> [Required work]:
**1.** In the passage on fatigue testing of Nitinol diamond samples, at what frequency were the samples cycled after prestrain?
**2.** Continue the passage on fatigue testing of Nitinol diamond samples from its last sentence.

Testing was performed on a 12-station Instron E-3000 machine with load cells on each station. Six diamond samples were tested for each of the four combinations. Since fixation is rigid (Fig. 7), a fracture on one side of the diamond does not influence the conditions experienced by the other. Thus, each diamond can be considered to be two “V”-shaped test specimens. Hence, a total of 12 “V” specimens were tested per condition.

All samples were prestrained in a water bath controlled at 37 °C to a displacement corresponding to a 9% maximum strain (samples C-O and C-C by closing the diamond and samples O-O and O-C by opening). “Baseline” samples that were not prestrained were also included in the study. FEA was used to determine the required deformation and strains based on the actual part geometry. The fatigue strains (mean strain and strain amplitude) were computed using the tensor method by computing the average and differences of the principal values of the strain tensors at the extremes of the loading. It has been shown that both normal tensor method and modified tensor method consistently predict fracture or survival under different loading conditions for stents (Ref 18). The actual load–displacement curves for the four prestrain scenarios are shown in Fig. 8 with negative displacements corresponding to closing of diamonds and vice versa. Following the prestrain, all samples (including the reference samples) were stretched or closed to impart a 3.5% maximum mean strain and then cycled at 24 Hz with a strain amplitude of 0.75%. If no fracture was observed after 10⁶ (1MM) cycles, the test was considered a “runout” and the cyclic strain amplitude was increased while maintaining the same mean strain level. This was continued until a substantial number of fractures were observed. The baseline condition was only tested with a closing duty cycle (tension at the extrados), the most common scenario experienced by Nitinol medical devices. The experimental load–displacement of condition C-O in Fig. 8 corresponds to the stress strain history for the diamond specimen shown in Fig. 6.

> [Dataset entries]:
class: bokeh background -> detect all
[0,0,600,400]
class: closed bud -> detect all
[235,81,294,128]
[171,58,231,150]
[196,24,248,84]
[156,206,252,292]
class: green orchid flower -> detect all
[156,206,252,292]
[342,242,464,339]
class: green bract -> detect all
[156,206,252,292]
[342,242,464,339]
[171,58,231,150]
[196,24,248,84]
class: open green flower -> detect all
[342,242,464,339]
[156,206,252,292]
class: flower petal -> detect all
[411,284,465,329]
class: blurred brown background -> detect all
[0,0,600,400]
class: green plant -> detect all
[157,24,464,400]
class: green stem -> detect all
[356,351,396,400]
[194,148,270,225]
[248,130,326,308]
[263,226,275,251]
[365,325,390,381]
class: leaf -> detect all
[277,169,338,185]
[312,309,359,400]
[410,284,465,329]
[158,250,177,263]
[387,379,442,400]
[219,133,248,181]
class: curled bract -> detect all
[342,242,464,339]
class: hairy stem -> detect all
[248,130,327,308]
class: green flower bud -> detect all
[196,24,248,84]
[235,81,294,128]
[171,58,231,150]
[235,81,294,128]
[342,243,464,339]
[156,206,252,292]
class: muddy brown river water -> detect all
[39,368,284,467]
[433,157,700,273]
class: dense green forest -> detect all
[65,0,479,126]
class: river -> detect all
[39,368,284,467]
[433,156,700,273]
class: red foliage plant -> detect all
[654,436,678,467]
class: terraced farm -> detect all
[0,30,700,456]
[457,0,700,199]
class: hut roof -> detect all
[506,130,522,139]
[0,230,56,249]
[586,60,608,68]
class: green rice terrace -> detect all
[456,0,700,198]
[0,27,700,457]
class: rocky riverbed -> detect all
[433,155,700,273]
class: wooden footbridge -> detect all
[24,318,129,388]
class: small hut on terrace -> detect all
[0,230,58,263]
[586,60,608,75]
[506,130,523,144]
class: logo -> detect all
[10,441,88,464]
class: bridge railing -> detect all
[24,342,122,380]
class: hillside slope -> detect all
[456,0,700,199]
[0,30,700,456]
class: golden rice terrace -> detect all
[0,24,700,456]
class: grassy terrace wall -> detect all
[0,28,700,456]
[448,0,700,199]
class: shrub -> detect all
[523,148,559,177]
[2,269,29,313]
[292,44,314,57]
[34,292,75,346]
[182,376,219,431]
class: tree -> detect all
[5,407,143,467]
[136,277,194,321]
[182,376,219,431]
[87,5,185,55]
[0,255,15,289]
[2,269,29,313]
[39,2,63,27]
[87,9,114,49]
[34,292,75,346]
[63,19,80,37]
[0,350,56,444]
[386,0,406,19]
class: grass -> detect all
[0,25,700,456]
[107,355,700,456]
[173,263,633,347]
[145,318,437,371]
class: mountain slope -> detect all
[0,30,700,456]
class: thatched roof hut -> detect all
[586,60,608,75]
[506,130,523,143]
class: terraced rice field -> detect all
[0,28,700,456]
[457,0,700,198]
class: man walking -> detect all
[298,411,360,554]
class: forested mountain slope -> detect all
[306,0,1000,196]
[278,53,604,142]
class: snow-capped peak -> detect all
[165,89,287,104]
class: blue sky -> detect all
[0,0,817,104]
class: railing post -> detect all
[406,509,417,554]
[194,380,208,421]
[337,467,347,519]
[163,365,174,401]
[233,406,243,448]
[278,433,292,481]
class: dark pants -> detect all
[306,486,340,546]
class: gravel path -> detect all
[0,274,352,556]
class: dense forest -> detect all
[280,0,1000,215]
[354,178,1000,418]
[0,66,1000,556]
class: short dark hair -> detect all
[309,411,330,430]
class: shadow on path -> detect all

> [Answers to the problems]:
**1.** 24 Hz.

**2.**
As one would expect, scanning electron microscopy images (Fig. 9) verified that fractures initiated at the areas of highest tensile duty stress: the intrados of conditions C-O and O-O and the extrados of conditions C-C, O-C and the reference sample. Table 3 summarizes the results of the testing with number of “V” specimen fractures specified—the numbers listed indicate the cumulative number of fractures from the total of twelve “V” specimens. As with previous testing, prestraining has a significant effect on lifetime, but here we see that the effect can be an enhancement or a degradation depending on the sense of the prestrain with respect to the duty cycle: conditions O-O and C-C performed better than the reference samples, while conditions C-O and O-C performed worse. This is consistent with the expectation that compressive residual stresses are protective when superimposed onto areas of tensile stress, and tensile residual stresses accelerate the fatigue process, regardless of whether the intrados or extrados is critical (tension bearing). These same results are plotted based on probability of survival in Fig. 10, with the baseline condition denoted by dashed green line.

Lifetimes in this test are substantially longer than those resulting from the previous two testing modes. This can be attributed to the fact that this study employed ultrapure material which is known to have a significantly longer lifetime (Ref 19), because the peak strains and strain amplitudes are experienced by a very small volume of material.